### WORK TO COMPLETE
The job is to find each line of the records below that includes the word "sweatshirt" and copy it.

================

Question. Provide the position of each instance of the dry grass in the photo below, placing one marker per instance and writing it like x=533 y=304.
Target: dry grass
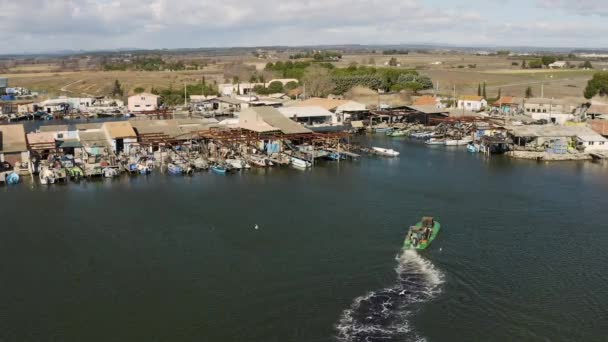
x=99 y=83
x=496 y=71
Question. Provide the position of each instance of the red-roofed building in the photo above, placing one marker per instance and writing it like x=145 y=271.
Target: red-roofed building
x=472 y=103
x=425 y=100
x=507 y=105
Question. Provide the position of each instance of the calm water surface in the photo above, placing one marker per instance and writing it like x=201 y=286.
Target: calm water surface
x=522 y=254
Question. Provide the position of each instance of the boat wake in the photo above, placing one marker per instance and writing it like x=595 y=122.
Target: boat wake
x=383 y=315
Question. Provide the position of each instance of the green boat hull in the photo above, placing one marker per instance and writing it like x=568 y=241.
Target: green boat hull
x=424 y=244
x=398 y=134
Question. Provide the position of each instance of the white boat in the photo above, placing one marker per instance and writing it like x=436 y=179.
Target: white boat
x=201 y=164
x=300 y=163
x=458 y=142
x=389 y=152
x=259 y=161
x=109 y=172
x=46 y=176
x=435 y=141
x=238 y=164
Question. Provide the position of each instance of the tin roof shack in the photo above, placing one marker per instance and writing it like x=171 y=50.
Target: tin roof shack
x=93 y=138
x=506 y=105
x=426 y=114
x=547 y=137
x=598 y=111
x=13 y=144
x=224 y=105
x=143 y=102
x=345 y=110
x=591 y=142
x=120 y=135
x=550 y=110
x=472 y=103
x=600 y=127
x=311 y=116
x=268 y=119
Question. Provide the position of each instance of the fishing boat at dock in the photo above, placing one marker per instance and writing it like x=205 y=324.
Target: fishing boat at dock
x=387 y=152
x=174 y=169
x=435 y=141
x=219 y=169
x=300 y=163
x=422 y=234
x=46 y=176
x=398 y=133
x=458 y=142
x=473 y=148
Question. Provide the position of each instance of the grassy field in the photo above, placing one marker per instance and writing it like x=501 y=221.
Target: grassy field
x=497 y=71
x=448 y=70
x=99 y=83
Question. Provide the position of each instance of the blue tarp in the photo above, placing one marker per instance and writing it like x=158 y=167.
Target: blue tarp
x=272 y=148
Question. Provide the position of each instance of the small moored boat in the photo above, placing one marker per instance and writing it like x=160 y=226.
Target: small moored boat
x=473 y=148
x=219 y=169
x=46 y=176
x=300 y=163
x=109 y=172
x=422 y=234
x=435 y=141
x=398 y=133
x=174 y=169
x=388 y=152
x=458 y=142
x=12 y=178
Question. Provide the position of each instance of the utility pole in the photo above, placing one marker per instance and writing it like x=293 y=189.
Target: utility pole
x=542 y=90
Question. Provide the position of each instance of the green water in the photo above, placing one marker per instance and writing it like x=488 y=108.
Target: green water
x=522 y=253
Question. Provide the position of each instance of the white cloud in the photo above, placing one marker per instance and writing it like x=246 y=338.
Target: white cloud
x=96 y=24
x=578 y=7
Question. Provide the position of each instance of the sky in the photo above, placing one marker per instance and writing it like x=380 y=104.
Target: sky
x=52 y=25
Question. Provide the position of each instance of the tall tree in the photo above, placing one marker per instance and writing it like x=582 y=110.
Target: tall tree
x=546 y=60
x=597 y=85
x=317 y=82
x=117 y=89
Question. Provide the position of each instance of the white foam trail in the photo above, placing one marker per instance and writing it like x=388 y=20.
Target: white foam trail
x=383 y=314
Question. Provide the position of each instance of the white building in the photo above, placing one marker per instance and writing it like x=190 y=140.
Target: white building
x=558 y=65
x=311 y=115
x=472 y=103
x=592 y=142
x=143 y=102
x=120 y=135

================

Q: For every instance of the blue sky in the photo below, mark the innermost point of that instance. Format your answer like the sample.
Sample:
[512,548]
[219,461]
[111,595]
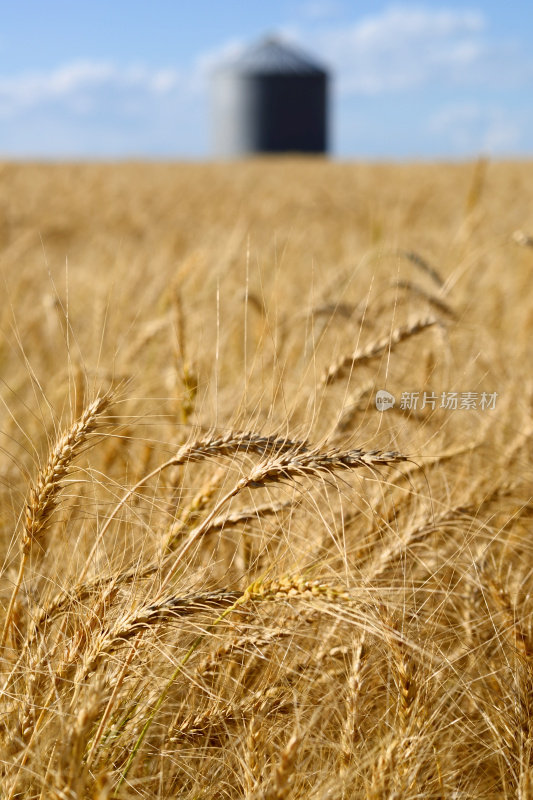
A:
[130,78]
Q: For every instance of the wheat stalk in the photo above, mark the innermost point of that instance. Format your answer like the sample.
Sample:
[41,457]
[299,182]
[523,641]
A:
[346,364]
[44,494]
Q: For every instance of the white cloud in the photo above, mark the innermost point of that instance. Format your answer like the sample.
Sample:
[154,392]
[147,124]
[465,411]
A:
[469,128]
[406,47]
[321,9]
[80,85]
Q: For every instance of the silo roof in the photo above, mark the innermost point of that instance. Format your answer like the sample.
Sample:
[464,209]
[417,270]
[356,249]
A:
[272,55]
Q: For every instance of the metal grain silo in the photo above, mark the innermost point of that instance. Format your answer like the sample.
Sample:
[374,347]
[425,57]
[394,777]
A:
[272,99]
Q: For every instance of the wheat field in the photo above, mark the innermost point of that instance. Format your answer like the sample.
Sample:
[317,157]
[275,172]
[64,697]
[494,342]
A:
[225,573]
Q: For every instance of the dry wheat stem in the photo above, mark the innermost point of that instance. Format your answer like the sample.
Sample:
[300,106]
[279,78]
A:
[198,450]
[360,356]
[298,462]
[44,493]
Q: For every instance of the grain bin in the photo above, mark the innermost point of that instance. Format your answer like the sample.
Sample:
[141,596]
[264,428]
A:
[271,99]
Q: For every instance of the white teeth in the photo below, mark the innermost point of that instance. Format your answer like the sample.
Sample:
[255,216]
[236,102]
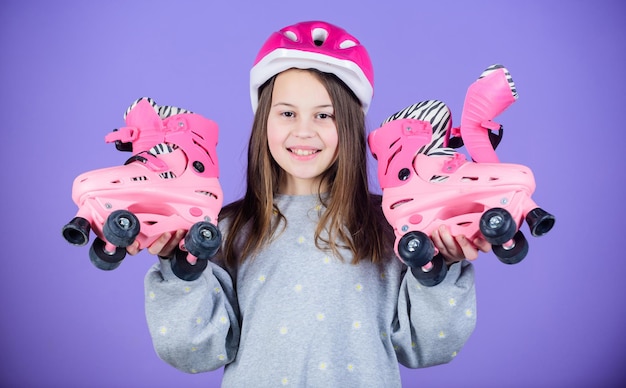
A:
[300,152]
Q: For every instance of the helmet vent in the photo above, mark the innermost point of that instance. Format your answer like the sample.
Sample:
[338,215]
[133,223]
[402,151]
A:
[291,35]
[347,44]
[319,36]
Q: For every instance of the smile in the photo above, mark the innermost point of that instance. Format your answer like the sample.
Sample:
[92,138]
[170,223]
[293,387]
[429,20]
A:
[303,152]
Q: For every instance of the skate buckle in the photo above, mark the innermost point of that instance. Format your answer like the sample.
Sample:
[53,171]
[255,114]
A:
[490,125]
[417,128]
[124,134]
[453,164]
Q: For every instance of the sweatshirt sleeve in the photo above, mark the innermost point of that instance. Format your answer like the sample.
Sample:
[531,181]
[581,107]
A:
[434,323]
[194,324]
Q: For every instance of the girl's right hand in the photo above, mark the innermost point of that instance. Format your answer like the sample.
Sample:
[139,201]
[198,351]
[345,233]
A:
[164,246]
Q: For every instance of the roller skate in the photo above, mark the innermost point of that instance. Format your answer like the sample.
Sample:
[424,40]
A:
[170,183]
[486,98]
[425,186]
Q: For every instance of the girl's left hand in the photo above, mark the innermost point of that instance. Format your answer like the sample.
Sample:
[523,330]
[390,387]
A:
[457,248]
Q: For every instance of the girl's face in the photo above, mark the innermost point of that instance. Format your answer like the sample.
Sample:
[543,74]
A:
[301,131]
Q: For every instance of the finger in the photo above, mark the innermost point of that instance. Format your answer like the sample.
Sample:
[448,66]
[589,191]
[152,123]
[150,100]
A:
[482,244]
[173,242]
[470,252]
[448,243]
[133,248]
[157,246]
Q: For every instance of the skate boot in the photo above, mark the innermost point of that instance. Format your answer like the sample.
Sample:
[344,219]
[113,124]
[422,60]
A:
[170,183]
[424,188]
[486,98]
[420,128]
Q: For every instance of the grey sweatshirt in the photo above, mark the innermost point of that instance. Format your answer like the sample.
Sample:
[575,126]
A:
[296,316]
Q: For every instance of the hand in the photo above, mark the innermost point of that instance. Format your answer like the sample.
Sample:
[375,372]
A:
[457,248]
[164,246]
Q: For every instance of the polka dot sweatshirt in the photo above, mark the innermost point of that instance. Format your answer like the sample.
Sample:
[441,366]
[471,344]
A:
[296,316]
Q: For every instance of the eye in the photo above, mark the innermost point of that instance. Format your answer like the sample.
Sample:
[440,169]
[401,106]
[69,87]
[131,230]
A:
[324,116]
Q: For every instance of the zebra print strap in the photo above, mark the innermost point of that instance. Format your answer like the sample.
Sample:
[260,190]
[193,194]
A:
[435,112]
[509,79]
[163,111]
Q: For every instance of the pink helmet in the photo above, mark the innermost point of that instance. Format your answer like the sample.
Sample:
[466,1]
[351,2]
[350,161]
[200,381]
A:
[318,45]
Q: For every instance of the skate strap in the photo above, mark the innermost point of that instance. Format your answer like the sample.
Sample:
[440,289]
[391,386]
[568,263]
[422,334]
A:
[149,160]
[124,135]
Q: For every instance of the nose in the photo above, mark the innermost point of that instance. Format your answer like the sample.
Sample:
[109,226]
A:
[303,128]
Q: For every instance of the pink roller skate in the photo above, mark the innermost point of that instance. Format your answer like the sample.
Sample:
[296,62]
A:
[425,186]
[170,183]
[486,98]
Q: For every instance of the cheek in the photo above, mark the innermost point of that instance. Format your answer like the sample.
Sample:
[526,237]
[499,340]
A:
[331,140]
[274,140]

================

### OUTPUT BELOW
Q: For every instance of the sweatshirt sleeve in the photo above, mark the innermost point of that instance. Format your answer like the sample.
Q: For every instance of the grey sweatshirt in the photo above, mark the innermost point of that instance. Format your answer like the sample.
Q: For every instance of the polka dot sweatshirt in the photo above, mark the innermost point of that instance. Format your answer like the sample.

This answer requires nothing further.